— EXERCISE AIM —
The data must be written out once more, precisely as given.

[Source records]
# # # # # # #

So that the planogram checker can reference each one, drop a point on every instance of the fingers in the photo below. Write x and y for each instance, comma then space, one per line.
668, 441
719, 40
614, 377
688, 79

# # # # # # #

— TASK ANSWER —
So that the planogram checker can reference each one, drop a point on every instance of the fingers in the photo below. Write x and y for each instance, comma then space, one per line.
668, 441
719, 40
614, 377
688, 79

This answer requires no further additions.